_Direction 1_:
Please copy the rows that come after the forum post about bicycle chainrings word for word, leaving out the pictures.

_Source document_:
■ ■ ■

Thanks for your support and input again @vcballbat too - virtual drink token for you ;)
@Woz Are you sorted now?
 
@Woz Are you sorted now?

Not yet. The options are in best order:

1) Replacement Huret ring. There's one for sale at a daft 100 € which I won't buy.
2) A suitable double ring replacement for the entire Huret. I've got a few options but not many.
- Newer low end Simplex or the relatively unheard of Liftel or Solida could work. Something very early 1960s.
3) A replacement period crank and use the Simplex rings.
- An older Durax, Duprat or Nervar crank set seem to marry well with the Simplex rings looking at photos.
- A Stronglight crank built for a double like mentioned above.

I've successfully mounted the Simplex rings on a 1978 Peugeot crank from the 10 speed era, the DS crank had to be bored out a little at the end to fit on the Torevess axle which tapers ever so slightly from the fixed cup. I then hit a snag over cotter-pins* (a royal pain, but could be solved). Everything cleared fine and the chain line looked totally spot on. I just don't like the look of the crank but it's an option. I'm not too fond of spacers to be honest.

I'm constantly scanning for an alternative complete chainset set-up because then I would assume it all fits together and works; another donor bike could be interesting. Of course I could sack the whole lot off, run with either a single ring or upgrade to square taper. * I'll make a specific post about this.
 
Not yet. The options are in best order:

1) Replacement Huret ring. There's one for sale at a daft 100 € which I won't buy.
2) A suitable double ring replacement for the entire Huret. I've got a few options but not many.
- Newer low end Simplex or the relatively unheard of Liftel or Solida could work. Something very early 1960s.
3) A replacement period crank and use the Simplex rings.

■ ■ ■

_Data for this exercise_:
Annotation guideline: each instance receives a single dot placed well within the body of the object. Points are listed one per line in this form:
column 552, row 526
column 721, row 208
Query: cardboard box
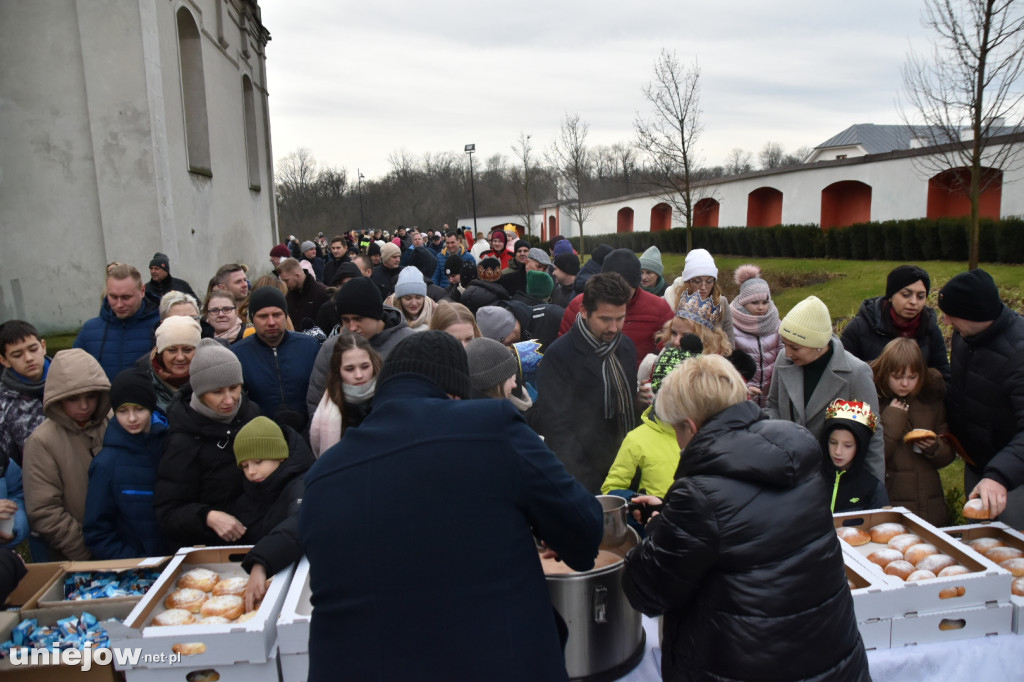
column 987, row 584
column 250, row 642
column 963, row 624
column 58, row 672
column 965, row 534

■ ■ ■

_Direction 2_:
Repeat the full forum post about replacing the Huret chainring above word for word.

_Exercise response 1_:
Annotation guideline: each instance receives a single dot placed well within the body of the object. Points are listed one per line in this form:
column 552, row 526
column 721, row 208
Query: cardboard box
column 987, row 584
column 250, row 642
column 963, row 624
column 58, row 672
column 965, row 534

_Exercise response 2_:
Thanks for your support and input again @vcballbat too - virtual drink token for you ;)
@Woz Are you sorted now?
 
@Woz Are you sorted now?

Not yet. The options are in best order:

1) Replacement Huret ring. There's one for sale at a daft 100 € which I won't buy.
2) A suitable double ring replacement for the entire Huret. I've got a few options but not many.
- Newer low end Simplex or the relatively unheard of Liftel or Solida could work. Something very early 1960s.
3) A replacement period crank and use the Simplex rings.
- An older Durax, Duprat or Nervar crank set seem to marry well with the Simplex rings looking at photos.
- A Stronglight crank built for a double like mentioned above.

I've successfully mounted the Simplex rings on a 1978 Peugeot crank from the 10 speed era, the DS crank had to be bored out a little at the end to fit on the Torevess axle which tapers ever so slightly from the fixed cup. I then hit a snag over cotter-pins* (a royal pain, but could be solved). Everything cleared fine and the chain line looked totally spot on. I just don't like the look of the crank but it's an option. I'm not too fond of spacers to be honest.

I'm constantly scanning for an alternative complete chainset set-up because then I would assume it all fits together and works; another donor bike could be interesting. Of course I could sack the whole lot off, run with either a single ring or upgrade to square taper. * I'll make a specific post about this.
 
Not yet. The options are in best order:

1) Replacement Huret ring. There's one for sale at a daft 100 € which I won't buy.
2) A suitable double ring replacement for the entire Huret. I've got a few options but not many.
- Newer low end Simplex or the relatively unheard of Liftel or Solida could work. Something very early 1960s.
3) A replacement period crank and use the Simplex rings.